◆ Information provided:
## Start
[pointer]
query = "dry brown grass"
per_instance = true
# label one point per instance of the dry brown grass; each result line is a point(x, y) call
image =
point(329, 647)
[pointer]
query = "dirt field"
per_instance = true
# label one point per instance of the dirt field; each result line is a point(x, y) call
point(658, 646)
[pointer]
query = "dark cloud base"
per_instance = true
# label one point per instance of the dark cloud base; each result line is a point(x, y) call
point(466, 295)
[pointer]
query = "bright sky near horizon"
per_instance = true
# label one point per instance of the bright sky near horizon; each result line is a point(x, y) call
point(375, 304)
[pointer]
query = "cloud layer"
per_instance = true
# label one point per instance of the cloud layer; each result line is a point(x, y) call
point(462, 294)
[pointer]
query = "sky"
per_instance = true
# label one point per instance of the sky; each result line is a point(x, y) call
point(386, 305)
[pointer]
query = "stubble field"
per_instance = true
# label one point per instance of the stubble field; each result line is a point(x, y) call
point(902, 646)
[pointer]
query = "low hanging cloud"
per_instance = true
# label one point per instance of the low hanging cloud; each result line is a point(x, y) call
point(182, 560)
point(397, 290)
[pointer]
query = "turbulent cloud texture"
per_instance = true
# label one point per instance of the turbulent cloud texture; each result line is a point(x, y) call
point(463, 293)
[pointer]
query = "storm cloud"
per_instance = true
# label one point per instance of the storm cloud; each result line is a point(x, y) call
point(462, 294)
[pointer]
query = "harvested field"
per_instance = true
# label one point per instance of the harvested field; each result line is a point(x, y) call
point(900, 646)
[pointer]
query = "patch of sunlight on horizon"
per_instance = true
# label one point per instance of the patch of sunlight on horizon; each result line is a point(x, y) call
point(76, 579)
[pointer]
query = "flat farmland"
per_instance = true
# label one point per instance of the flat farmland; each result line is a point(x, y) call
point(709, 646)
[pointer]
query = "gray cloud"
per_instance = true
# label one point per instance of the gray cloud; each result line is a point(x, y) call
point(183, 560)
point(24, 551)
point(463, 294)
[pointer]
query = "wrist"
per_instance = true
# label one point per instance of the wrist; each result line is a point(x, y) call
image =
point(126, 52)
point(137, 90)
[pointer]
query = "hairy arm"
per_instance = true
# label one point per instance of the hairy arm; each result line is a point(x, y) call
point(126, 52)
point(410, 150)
## End
◆ Your goal: Recopy the entries above in their entirety, exactly.

◆ Exercise response:
[pointer]
query = "dry brown grass"
per_instance = true
# label one point per instance of the dry brown grass; each result line is a point(x, y) call
image =
point(329, 647)
[pointer]
query = "dirt field"
per_instance = true
# label one point per instance of the dirt field; each result line is a point(x, y) call
point(658, 646)
[pointer]
query = "dark cloud base"
per_instance = true
# label one point per instance of the dark cloud base; each result line is a point(x, y) call
point(466, 295)
[pointer]
query = "bright sky near horizon"
per_instance = true
# label one point per instance of the bright sky near horizon; each result line is a point(x, y) call
point(375, 304)
[pointer]
query = "cloud layer"
per_instance = true
# label one point per instance of the cloud layer; each result line is a point(x, y) call
point(462, 294)
[pointer]
query = "sky"
per_instance = true
# label one point per instance of the sky; each result line is a point(x, y) call
point(386, 305)
[pointer]
query = "stubble field"
per_instance = true
# label one point per instance of the stubble field; each result line is a point(x, y) call
point(902, 646)
[pointer]
query = "low hanging cloud"
per_instance = true
# label one point per instance of the low hanging cloud; each result line is a point(x, y) call
point(182, 560)
point(397, 290)
[pointer]
query = "turbulent cloud texture"
per_instance = true
# label one point per instance of the turbulent cloud texture; each result line is a point(x, y) call
point(463, 293)
[pointer]
query = "storm cloud"
per_instance = true
# label one point per instance of the storm cloud; each result line is a point(x, y) call
point(462, 294)
[pointer]
query = "harvested field"
per_instance = true
# label one point per instance of the harvested field; each result line is a point(x, y) call
point(900, 646)
[pointer]
query = "patch of sunlight on horizon"
per_instance = true
# label one point per instance of the patch of sunlight on horizon; each result line is a point(x, y) call
point(76, 579)
[pointer]
query = "flat farmland"
per_instance = true
# label one point per instance of the flat farmland; each result line is a point(x, y) call
point(709, 646)
[pointer]
query = "gray cloud"
per_instance = true
# label one point per instance of the gray cloud; each result line is a point(x, y) call
point(183, 560)
point(24, 551)
point(463, 294)
[pointer]
query = "wrist"
per_instance = true
# label one point per instance of the wrist; each result line is a point(x, y) call
image =
point(126, 52)
point(137, 90)
[pointer]
query = "hairy arm"
per_instance = true
# label one point per instance of the hairy arm; each result line is a point(x, y) call
point(126, 52)
point(410, 150)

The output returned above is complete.